__QUOTED PASSAGE__:
***

For 11 seasons on the FXX series It’s Always Sunny in Philadelphia, Kaitlin Olson has brought a loopy, dark mania to each of her drunken rants as sociopathic aspiring comedian Dee Reynolds. Now she’s coming to network TV as the least likely of saviors.

On Fox’s The Mick (debuting Jan. 1), Olson plays Mackenzie Murphy, a woman whose own alcohol-fueled thrill ride of a life doesn’t exempt her from having to clean up her sister’s messes. She ends up playing mom to her wealthy nephews and niece–taking up residence in their Greenwich, Conn., manse–after Sis flees federal charges. It’s a fish-out-of-water story in which Olson flops about with fearless élan, scared only of her own propensity to actually be good at this.

***

__DATA UNDER STUDY__:
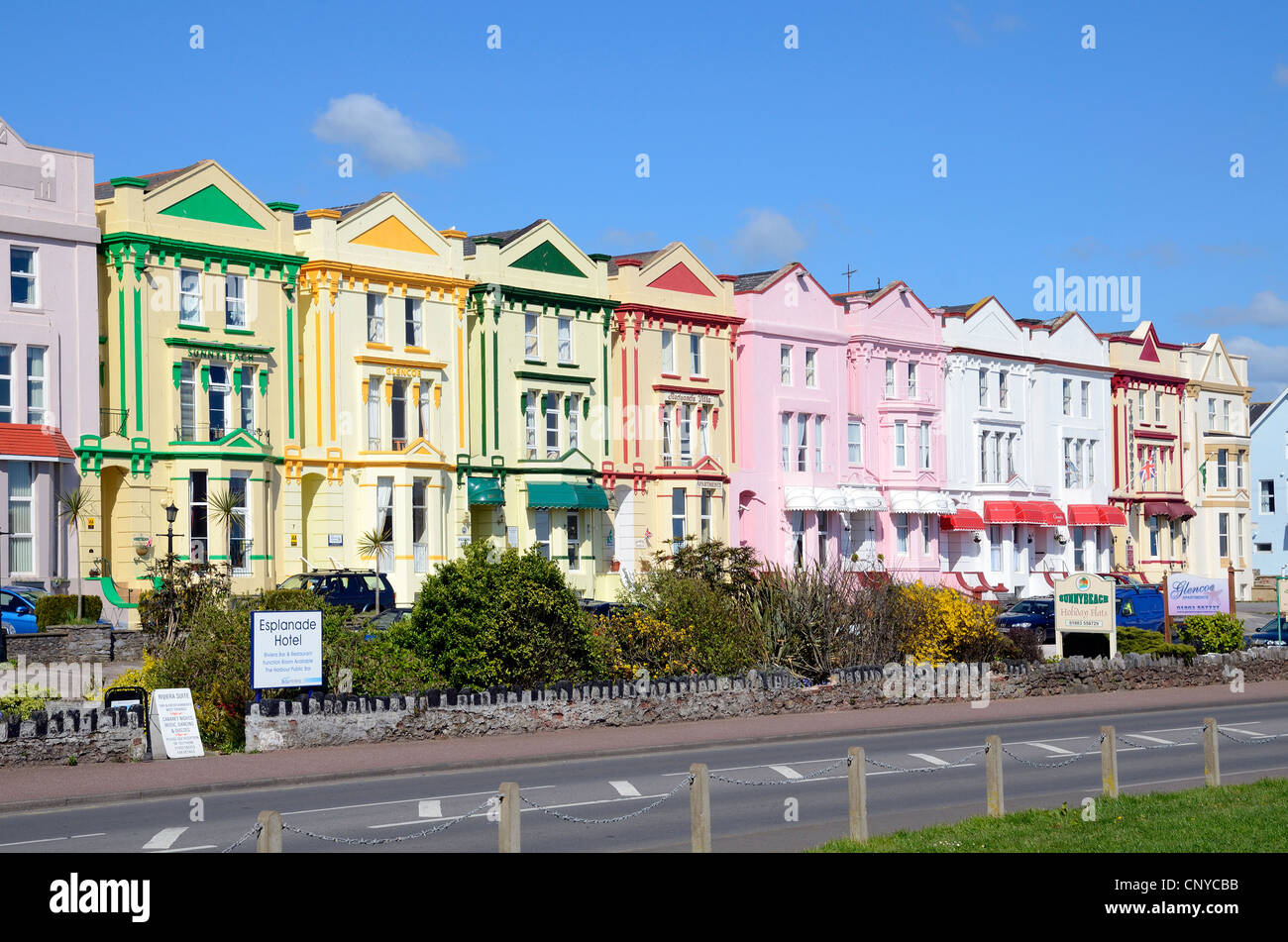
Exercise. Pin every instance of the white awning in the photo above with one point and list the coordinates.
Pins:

***

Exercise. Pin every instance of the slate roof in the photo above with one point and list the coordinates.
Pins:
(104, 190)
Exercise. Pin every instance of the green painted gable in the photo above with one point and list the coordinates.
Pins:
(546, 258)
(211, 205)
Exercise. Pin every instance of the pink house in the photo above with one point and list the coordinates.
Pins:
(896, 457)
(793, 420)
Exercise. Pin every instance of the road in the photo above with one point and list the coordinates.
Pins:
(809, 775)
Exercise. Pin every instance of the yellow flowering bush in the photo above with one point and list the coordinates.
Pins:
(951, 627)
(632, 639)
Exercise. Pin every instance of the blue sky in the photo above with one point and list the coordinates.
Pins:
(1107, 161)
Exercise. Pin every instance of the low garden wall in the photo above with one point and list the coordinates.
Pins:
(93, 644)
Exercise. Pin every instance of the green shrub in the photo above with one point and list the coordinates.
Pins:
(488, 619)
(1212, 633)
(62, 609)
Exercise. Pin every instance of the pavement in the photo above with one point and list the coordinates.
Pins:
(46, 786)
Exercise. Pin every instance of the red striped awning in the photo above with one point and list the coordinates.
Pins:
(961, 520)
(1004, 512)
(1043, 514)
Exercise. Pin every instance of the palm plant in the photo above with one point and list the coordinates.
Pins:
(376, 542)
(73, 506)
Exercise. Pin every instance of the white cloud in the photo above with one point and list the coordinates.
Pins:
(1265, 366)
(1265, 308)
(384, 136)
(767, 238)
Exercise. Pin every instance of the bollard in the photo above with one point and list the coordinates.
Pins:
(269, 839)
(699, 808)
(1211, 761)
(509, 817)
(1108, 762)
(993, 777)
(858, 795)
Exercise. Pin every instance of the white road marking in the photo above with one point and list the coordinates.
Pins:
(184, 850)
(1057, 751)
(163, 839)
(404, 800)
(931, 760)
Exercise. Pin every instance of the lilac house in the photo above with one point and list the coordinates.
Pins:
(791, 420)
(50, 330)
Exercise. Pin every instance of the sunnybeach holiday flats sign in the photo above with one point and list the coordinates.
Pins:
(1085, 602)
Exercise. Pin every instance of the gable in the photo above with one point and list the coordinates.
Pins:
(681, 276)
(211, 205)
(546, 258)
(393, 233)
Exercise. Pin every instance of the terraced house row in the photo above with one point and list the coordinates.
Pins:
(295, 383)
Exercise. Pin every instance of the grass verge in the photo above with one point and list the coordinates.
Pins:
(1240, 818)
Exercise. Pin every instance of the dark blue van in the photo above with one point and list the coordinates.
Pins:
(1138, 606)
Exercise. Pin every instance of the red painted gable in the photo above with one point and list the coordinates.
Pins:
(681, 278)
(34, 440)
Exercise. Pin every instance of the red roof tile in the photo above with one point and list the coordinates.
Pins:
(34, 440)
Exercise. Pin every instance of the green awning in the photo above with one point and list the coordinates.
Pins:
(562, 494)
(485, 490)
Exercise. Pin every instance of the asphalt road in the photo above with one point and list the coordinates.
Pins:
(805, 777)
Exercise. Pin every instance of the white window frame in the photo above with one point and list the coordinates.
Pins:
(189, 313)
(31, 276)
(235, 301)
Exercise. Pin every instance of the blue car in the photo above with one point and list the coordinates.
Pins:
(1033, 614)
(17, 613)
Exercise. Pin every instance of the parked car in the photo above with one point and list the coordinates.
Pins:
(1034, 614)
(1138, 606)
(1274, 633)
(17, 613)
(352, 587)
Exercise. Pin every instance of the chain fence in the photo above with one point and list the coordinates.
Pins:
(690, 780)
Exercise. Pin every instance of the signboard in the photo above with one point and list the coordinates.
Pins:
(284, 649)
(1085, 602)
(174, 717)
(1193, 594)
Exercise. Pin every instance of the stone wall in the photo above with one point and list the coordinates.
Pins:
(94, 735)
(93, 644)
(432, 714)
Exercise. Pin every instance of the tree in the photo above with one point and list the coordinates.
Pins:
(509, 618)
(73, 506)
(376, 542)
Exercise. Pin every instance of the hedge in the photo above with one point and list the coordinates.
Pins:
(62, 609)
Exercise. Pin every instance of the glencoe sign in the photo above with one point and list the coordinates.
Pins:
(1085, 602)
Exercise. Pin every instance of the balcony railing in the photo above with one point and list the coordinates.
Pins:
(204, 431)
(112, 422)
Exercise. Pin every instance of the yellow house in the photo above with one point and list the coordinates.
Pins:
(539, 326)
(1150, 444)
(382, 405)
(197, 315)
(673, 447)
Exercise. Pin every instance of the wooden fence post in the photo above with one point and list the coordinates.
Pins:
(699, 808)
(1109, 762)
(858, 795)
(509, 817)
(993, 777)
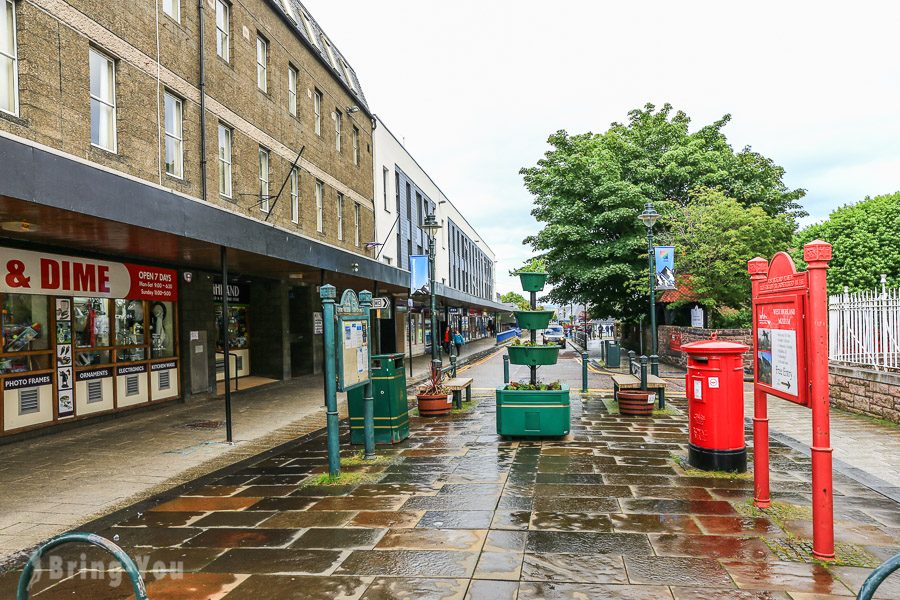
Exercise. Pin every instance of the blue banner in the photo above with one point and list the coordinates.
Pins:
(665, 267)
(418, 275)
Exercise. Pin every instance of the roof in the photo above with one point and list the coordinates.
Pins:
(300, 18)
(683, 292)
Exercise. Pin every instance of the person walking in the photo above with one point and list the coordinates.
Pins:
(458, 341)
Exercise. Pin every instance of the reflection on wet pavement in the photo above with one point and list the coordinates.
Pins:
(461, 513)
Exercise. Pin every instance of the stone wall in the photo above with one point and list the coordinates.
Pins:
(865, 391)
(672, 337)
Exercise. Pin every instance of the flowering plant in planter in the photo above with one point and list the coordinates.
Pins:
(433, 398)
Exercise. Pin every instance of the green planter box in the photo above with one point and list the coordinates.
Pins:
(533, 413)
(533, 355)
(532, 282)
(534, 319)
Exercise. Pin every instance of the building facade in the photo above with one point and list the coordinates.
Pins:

***

__INSTRUCTIONS__:
- A) In the passage about Kaitlin Olson, what is the name of the character she plays on The Mick?
- B) Say whether each statement agrees with the passage about Kaitlin Olson, answering yes or no and quoting the words that decide it: (i) Olson played Dee Reynolds for 11 seasons. (ii) The Mick airs on FXX. (iii) Mackenzie moves into her nephews' and niece's home in Greenwich.
- C) Carry on the passage about Kaitlin Olson and The Mick from its last sentence.
The lines have no connection to the text about Kaitlin Olson.

__ANSWERS TO THE TASKS__:
- A) Mackenzie Murphy

- B)
(i) Yes: "For 11 seasons on the FXX series It’s Always Sunny in Philadelphia"
(ii) No: "On Fox’s The Mick"
(iii) Yes: "taking up residence in their Greenwich, Conn., manse"

- C)
Elsewhere, FX mixes up the superhero template with Legion (Feb. 8), in which Downton Abbey’s Dan Stevens plays an institutionalized mental patient slowly discovering that what he long thought was illness may actually be a very special set of gifts. It all ties into Marvel’s X-Men universe, where differences represent strength.

But comics are hardly the only place where divergent skill sets come in handy. Nicole Kidman (below), Reese Witherspoon and Shailene Woodley band together in HBO’s Big Little Lies (Feb. 19), an adaptation of Liane Moriarty’s hit novel about a group of suburban mothers who resist a world determined to break them. To that subset of viewers interested in seasoned female actors assaying morally complex characters: this is your Avengers.

–D.D.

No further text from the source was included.